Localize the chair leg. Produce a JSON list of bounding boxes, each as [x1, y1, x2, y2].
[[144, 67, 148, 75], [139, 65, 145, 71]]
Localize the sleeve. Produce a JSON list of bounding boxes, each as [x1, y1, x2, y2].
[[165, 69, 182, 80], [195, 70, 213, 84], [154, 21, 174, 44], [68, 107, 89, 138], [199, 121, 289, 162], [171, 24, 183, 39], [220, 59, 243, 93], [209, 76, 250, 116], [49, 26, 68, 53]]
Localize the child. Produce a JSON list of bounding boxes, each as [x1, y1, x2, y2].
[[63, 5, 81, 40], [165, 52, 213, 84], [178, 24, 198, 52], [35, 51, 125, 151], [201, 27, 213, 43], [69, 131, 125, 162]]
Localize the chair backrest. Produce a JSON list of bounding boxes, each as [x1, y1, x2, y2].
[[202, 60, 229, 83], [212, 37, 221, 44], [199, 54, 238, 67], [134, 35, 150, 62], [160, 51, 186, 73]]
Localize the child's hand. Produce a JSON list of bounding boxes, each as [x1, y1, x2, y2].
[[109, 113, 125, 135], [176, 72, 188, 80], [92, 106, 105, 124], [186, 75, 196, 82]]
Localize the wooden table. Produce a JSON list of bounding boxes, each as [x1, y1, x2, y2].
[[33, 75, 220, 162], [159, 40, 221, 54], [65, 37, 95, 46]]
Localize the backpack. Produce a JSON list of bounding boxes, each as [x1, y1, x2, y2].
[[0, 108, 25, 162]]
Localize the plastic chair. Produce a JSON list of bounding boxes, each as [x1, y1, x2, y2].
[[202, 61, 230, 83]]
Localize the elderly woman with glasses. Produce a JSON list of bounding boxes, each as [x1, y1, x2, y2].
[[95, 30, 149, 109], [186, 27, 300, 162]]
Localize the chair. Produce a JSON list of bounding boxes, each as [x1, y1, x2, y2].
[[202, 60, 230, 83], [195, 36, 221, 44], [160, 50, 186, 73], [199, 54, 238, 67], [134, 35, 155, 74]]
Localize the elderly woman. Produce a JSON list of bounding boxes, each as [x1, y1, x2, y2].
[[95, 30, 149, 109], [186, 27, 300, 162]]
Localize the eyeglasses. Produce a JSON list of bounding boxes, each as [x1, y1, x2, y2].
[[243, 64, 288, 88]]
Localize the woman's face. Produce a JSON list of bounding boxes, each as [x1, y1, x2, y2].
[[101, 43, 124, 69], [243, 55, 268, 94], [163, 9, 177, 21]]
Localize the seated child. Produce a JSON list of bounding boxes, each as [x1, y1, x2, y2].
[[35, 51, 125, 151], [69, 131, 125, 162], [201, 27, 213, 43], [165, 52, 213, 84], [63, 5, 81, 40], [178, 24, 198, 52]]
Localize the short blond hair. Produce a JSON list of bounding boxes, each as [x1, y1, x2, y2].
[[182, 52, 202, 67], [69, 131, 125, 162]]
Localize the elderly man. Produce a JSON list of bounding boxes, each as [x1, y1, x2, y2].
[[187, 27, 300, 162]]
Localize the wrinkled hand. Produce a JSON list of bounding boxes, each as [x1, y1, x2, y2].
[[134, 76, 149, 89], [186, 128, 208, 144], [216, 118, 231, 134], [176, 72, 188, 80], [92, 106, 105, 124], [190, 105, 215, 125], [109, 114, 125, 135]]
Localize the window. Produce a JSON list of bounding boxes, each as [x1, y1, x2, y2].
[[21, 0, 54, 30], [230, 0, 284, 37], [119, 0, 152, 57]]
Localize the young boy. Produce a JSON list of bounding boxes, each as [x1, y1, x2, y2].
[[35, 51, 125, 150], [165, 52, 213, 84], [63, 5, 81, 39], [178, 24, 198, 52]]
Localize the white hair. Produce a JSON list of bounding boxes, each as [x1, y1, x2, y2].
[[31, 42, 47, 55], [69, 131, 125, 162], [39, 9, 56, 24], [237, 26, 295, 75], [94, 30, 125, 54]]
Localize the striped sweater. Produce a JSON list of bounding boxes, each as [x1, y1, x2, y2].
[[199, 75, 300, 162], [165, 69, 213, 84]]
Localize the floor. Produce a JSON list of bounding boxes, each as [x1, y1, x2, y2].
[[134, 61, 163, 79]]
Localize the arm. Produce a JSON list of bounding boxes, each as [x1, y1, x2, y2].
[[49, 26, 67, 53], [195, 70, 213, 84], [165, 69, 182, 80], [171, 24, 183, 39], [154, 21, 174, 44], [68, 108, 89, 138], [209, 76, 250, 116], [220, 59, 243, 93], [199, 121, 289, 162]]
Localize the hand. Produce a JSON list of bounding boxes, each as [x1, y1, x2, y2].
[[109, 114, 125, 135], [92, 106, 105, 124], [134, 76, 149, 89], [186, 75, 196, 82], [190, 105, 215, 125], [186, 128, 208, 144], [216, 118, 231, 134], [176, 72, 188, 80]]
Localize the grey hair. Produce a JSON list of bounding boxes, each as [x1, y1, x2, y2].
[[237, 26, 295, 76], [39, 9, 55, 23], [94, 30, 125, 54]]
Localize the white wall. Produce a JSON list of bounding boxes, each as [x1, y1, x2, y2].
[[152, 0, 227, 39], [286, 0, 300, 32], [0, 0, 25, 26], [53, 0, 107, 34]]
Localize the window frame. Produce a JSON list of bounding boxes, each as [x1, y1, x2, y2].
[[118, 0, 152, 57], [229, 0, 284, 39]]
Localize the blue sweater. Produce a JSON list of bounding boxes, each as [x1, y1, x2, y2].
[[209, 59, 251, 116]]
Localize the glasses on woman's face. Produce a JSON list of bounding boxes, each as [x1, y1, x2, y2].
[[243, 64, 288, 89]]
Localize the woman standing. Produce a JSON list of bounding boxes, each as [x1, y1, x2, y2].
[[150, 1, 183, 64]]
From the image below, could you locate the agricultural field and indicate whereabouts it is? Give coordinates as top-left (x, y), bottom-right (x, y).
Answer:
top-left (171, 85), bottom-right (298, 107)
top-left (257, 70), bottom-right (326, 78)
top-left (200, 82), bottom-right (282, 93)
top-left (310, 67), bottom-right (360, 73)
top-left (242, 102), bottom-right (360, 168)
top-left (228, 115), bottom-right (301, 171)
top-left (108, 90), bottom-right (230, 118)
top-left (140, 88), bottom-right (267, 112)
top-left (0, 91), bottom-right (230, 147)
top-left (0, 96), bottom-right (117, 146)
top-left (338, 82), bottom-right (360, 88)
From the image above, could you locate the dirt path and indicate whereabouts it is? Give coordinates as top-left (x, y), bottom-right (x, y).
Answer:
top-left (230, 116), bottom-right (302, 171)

-------------------------

What to produce: This exercise calls for every record above to be written out again exactly.

Response to this task:
Localize the chair leg. Produce a JSON list of bounding boxes, each as [x1, y1, x2, y2].
[[144, 67, 148, 75], [139, 65, 145, 71]]
Localize the sleeve. Produce a JSON list of bounding boxes, each as [x1, y1, x2, y2].
[[165, 69, 182, 80], [195, 70, 213, 84], [154, 21, 174, 44], [68, 107, 89, 138], [199, 121, 289, 162], [171, 24, 183, 39], [220, 59, 243, 93], [209, 76, 250, 116], [49, 26, 68, 53]]
Localize the child. Produce a JSON list of bounding boxes, each as [x1, y1, x2, y2].
[[63, 5, 81, 40], [165, 52, 213, 84], [178, 24, 198, 52], [35, 51, 125, 151], [201, 27, 213, 43], [69, 131, 125, 162]]
Localize the chair backrest. Produce a JSON list of bounding boxes, each as [x1, y1, x2, y2].
[[202, 60, 229, 83], [212, 37, 221, 44], [199, 54, 238, 67], [134, 35, 150, 62], [160, 51, 186, 73]]
Localize the child's hand. Produce a JSON list of bounding boxes, each as [x1, y1, x2, y2].
[[109, 113, 125, 135], [176, 72, 188, 80], [92, 106, 105, 124], [186, 75, 196, 82]]
Localize the wooden table. Produce a JSON list of bounding boxes, each as [x1, y1, x2, y2].
[[33, 75, 220, 162], [159, 40, 221, 54], [65, 37, 95, 46]]
Localize the backpack. Produce a JSON list of bounding boxes, each as [x1, y1, x2, y2].
[[0, 108, 25, 162]]
Localize the plastic chair. Produce a JSON list of bounding boxes, each as [x1, y1, x2, y2].
[[202, 61, 230, 83]]
Localize the elderly woman with glasses. Produce a JSON list of bounding boxes, each as [x1, y1, x2, y2].
[[95, 30, 149, 109], [186, 27, 300, 162]]
Localize the chair. Produce a JSON list of bounding boxes, each as [x1, y1, x2, y2].
[[202, 60, 230, 83], [195, 36, 221, 44], [160, 50, 186, 73], [199, 54, 238, 67], [134, 35, 155, 74]]
Localize the elderly woman. Produce a JSON list of bounding boxes, each as [x1, y1, x2, y2].
[[95, 30, 149, 109], [186, 27, 300, 162]]
Localize the eyeglasses. Produce a JSON list of bounding boxes, each as [x1, y1, x2, y2].
[[243, 64, 288, 88]]
Localize the woman's face. Produce a JSON list of bounding boxes, each as [x1, y1, x2, y2].
[[101, 43, 124, 69], [243, 55, 268, 94], [163, 9, 177, 21]]
Localize the seated child. Produce a JSON list of bounding boxes, each as [x1, y1, x2, y2].
[[35, 51, 125, 151], [69, 131, 125, 162], [201, 27, 213, 43], [165, 52, 213, 84], [63, 5, 81, 40], [178, 24, 198, 52]]
Localize the short blond hair. Produce a JSON list of bounding boxes, each as [x1, y1, x2, y2].
[[182, 52, 202, 67], [69, 131, 125, 162]]
Localize the elderly man. Produce a JSON list of bounding boxes, each as [x1, y1, x2, y2].
[[187, 27, 300, 162]]
Localize the wrinkled hand. Produce a JSON list of bounding boxes, each as [x1, y1, x2, y2].
[[134, 76, 149, 89], [186, 128, 208, 144], [216, 118, 231, 134], [176, 72, 188, 80], [92, 106, 105, 124], [190, 105, 215, 125], [109, 114, 125, 135]]
Localize the window. Produce a JSON list of bounding boxes, each as [x1, y1, x2, y2].
[[21, 0, 54, 30], [230, 0, 284, 37], [119, 0, 152, 57]]
Localize the young boy. Produce a JSON list of bounding boxes, each as [x1, y1, x2, y2].
[[35, 51, 125, 150], [165, 52, 213, 84], [63, 5, 81, 39], [178, 24, 198, 52]]
Localize the white hair. Produce a JSON list of bounding boxes, each as [x1, y1, x2, y2].
[[31, 42, 47, 55], [69, 131, 125, 162], [39, 9, 56, 24], [237, 26, 295, 75], [94, 30, 125, 54]]
Localize the striped sweater. Produce a JSON list of bounding boxes, each as [x1, y1, x2, y2].
[[199, 75, 300, 162], [165, 69, 213, 84]]
Localize the floor. Produce a JSON list of bounding boxes, each as [x1, y1, x2, y2].
[[134, 61, 163, 79]]
Localize the arm. Produce a JSON list of bounding boxes, each as [x1, y1, x2, y2].
[[49, 26, 67, 53], [195, 70, 213, 84], [165, 69, 182, 80], [171, 24, 183, 39], [154, 21, 174, 44], [68, 108, 89, 138], [209, 76, 250, 116], [220, 59, 243, 93], [199, 121, 289, 162]]
Localize the hand. Produce a JSON list of bounding boxes, each as [x1, y1, x2, y2].
[[109, 114, 125, 135], [92, 106, 105, 124], [134, 76, 149, 89], [186, 75, 196, 82], [190, 105, 215, 125], [186, 128, 208, 144], [216, 118, 231, 134], [176, 72, 188, 80]]
Localize the grey hair. Produce a JSON list of bounding boxes, each as [x1, y1, x2, y2].
[[237, 26, 295, 76], [39, 9, 55, 23], [94, 30, 125, 54]]
Localize the white wall. Produce a JSON list of bounding boxes, each as [x1, y1, x2, y2].
[[152, 0, 227, 39], [286, 0, 300, 32], [0, 0, 25, 26], [53, 0, 107, 34]]
Localize the window frame. Produce a JSON list of bounding boxes, each as [x1, y1, x2, y2].
[[118, 0, 152, 57], [229, 0, 284, 39]]
Localize the blue sweater. Produce a JSON list of bounding boxes, each as [x1, y1, x2, y2].
[[209, 59, 251, 116]]
Localize the glasses on woman's face. Produce a JSON list of bounding boxes, each as [x1, y1, x2, y2].
[[243, 64, 288, 89]]
Localize the woman standing. Produce a JSON list of bounding boxes, each as [x1, y1, x2, y2].
[[150, 1, 183, 64]]
From the image below, could you locate the agricultural field and indicate whereabouts it is? Give coordinates as top-left (x, y), bottom-right (x, y).
Answer:
top-left (171, 85), bottom-right (298, 107)
top-left (257, 70), bottom-right (326, 78)
top-left (200, 82), bottom-right (282, 93)
top-left (310, 67), bottom-right (360, 73)
top-left (242, 102), bottom-right (360, 168)
top-left (228, 115), bottom-right (301, 171)
top-left (108, 90), bottom-right (230, 118)
top-left (140, 88), bottom-right (267, 112)
top-left (0, 91), bottom-right (230, 147)
top-left (0, 96), bottom-right (117, 146)
top-left (338, 82), bottom-right (360, 88)
From the image above, could you locate the dirt path and indicate whereabouts it is? Give coordinates as top-left (x, y), bottom-right (x, y).
Answer:
top-left (230, 116), bottom-right (302, 171)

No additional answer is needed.